_READING TEXT_
════════

Wanderings – Stalled progress and stilted plans
Many years ago, when I was in my final year of high school, a plan was released to upgrade passenger rail services between Windsor and Quebec City. I remember this plan clearly as the cover had a photo of a French TGV train in VIA Rail colours.
This plan had everything. A double-track main line with speeding electric trains travelling 300 kilometres per hour. A trip from Toronto to Montréal was to take under two hours, rather than the three hour and 59 minute “fastest” train between the cities, as it was in 1995.
The cost of this plan was around $8.5 billion over 10 years and the plan was to break ground two years later. Over 25 years later... that plan is still waiting. In fact, there have been several more plans created, vetted, thought about a good idea, and then shelved. Driving from Toronto to Montréal can be done in five hours if you don’t hit much traffic.
The lack of decent rail service is really bothersome – not just because I like trains either. Our options for rail travel are quite limited.
If I wanted to take the train to Toronto for example, I’d have to drive 40 minutes east or west of where I live to the nearest station. The trains are faster than driving directly to Toronto, but the cost of a ticket, plus parking (or getting a ride from a friend) is equal to the gas I need to drive to Toronto. What is the incentive?
Looking at other countries with areas that have a similar population density to the Toronto-Ottawa-Montréal corridor, there are more trains, more stations, and less cost to passengers. More users equals less cost as operating costs are largely fixed to the system. Meanwhile Canada is stuck with a passenger rail service which is the fixed-rail equivalent to a Greyhound bus milk run, only with slightly better food options and wifi.
The newest “plan” for high speed rail was released in 2021, had called for a 200 kph line to start by 2030. Three “consortiums” were selected to begin the proposal stage. Some of the companies involved with this latest plan-of-a-plan-of-a-plan were involved with constructing Ottawa’s LRT project. With a track record like that, I have little faith in being able to hop on any passenger train of this new system by 2030.
The current VIA system is in the process of getting new equipment, which looks pretty cool. Made by a German company, these double-ended trains may not have the retro stylings of the LRC trains of my youth, but these new trains do have wifi, and more leg room.
What is bothersome in all this planning, and planning, more planning, and even more planning, is the inability to do something – or anything. A plan is made, it’s expensive, government-types wince at the cost, and the plan is studied ad nauseam until finally it is a dust-covered door stop in some bureaucrat’s office. Governments change, new ideas are created, promises are made on the campaign trail, and the cycle starts over. Lather, rinse, repeat.
This planning feedback loop doesn’t just plague railways in Canada. Almost anything touched by government suffers this inability to make a decision and follow it through.
In the dark days of the pandemic, I was shocked that Premier Doug Ford was signing deals to build new long-term care homes like they were going out of style. I guess COVID statistics were enough of a wake up call to avoid over-studying a problem.

════════

[Natural language region descriptions]

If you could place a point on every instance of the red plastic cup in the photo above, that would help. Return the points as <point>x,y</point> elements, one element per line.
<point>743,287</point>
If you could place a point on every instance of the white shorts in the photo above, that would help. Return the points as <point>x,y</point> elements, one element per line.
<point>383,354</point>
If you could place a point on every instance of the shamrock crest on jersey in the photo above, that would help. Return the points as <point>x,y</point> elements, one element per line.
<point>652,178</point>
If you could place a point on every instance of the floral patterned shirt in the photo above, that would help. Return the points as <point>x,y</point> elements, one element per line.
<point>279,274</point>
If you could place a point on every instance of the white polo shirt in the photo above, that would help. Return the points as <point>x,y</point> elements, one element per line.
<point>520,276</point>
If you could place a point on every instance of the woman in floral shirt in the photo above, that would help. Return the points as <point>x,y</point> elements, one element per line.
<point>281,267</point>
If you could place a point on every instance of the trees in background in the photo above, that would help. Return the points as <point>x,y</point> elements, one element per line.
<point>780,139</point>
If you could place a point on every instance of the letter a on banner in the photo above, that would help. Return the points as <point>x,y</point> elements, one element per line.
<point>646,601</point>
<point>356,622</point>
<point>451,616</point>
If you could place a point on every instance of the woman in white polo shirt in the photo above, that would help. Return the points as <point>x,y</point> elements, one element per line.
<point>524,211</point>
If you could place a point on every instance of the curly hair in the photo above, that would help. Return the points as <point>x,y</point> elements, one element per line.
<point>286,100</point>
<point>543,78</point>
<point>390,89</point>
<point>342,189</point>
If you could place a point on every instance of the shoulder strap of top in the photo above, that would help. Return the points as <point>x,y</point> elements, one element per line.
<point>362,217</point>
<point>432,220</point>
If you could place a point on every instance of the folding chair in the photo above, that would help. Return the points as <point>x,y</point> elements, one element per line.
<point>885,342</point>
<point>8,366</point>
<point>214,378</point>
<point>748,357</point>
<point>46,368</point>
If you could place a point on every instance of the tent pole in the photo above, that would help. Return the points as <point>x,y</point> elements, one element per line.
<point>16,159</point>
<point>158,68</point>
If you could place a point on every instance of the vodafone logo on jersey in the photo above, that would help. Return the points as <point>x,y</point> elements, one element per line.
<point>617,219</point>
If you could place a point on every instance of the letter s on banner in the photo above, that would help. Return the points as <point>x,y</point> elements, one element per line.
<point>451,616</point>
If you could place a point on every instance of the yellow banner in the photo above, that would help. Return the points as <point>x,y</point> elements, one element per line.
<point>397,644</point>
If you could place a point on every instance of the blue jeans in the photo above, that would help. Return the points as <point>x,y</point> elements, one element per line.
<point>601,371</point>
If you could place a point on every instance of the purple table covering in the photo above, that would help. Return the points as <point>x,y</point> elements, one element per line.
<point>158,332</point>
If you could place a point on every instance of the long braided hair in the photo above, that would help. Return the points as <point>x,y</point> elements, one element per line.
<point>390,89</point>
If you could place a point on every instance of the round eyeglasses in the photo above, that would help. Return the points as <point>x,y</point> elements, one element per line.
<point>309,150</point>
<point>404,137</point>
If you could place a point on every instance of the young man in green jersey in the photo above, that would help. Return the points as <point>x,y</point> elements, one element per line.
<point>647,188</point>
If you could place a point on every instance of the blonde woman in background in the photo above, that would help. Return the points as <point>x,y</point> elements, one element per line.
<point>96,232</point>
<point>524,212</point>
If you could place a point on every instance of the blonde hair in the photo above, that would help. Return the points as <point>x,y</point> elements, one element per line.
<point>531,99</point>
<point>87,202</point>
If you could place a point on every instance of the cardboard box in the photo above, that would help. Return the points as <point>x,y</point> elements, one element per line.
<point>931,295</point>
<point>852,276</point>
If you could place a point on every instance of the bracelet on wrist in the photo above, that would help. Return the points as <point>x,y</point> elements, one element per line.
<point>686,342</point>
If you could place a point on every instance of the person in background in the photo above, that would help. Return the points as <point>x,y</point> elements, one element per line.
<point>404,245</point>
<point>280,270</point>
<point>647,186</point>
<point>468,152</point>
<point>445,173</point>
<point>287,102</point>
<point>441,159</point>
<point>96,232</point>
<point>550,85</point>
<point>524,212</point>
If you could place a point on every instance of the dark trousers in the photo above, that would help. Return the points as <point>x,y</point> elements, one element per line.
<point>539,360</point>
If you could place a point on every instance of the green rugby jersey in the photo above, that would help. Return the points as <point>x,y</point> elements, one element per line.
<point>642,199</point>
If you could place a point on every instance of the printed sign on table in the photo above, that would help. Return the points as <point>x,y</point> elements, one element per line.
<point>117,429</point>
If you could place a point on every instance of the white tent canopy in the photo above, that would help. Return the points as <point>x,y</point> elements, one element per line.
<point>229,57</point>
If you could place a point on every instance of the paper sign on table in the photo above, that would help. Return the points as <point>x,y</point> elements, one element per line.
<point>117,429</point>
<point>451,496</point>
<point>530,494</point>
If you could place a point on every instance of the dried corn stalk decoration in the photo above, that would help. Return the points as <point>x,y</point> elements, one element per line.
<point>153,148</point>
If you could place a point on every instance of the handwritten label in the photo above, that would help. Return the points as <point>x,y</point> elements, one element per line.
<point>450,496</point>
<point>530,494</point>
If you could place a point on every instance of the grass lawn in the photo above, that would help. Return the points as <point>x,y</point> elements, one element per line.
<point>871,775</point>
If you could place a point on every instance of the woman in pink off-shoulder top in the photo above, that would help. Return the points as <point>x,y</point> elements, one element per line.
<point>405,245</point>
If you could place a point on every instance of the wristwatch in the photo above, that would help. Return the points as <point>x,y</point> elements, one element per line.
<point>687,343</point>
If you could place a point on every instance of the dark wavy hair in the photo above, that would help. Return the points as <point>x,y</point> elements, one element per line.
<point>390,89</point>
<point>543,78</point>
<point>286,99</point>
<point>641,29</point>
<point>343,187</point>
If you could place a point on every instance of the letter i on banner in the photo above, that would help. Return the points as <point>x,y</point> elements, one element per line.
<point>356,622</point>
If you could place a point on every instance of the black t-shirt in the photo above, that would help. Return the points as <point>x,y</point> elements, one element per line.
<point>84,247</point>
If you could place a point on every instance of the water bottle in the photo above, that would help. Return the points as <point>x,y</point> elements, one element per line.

════════

_WHAT IS BEING ASKED_
Duplicate the rail service text word for word, beginning at the words "The current VIA" and stopping after "follow it through.".

_TASK RESULT_
The current VIA system is in the process of getting new equipment, which looks pretty cool. Made by a German company, these double-ended trains may not have the retro stylings of the LRC trains of my youth, but these new trains do have wifi, and more leg room.
What is bothersome in all this planning, and planning, more planning, and even more planning, is the inability to do something – or anything. A plan is made, it’s expensive, government-types wince at the cost, and the plan is studied ad nauseam until finally it is a dust-covered door stop in some bureaucrat’s office. Governments change, new ideas are created, promises are made on the campaign trail, and the cycle starts over. Lather, rinse, repeat.
This planning feedback loop doesn’t just plague railways in Canada. Almost anything touched by government suffers this inability to make a decision and follow it through.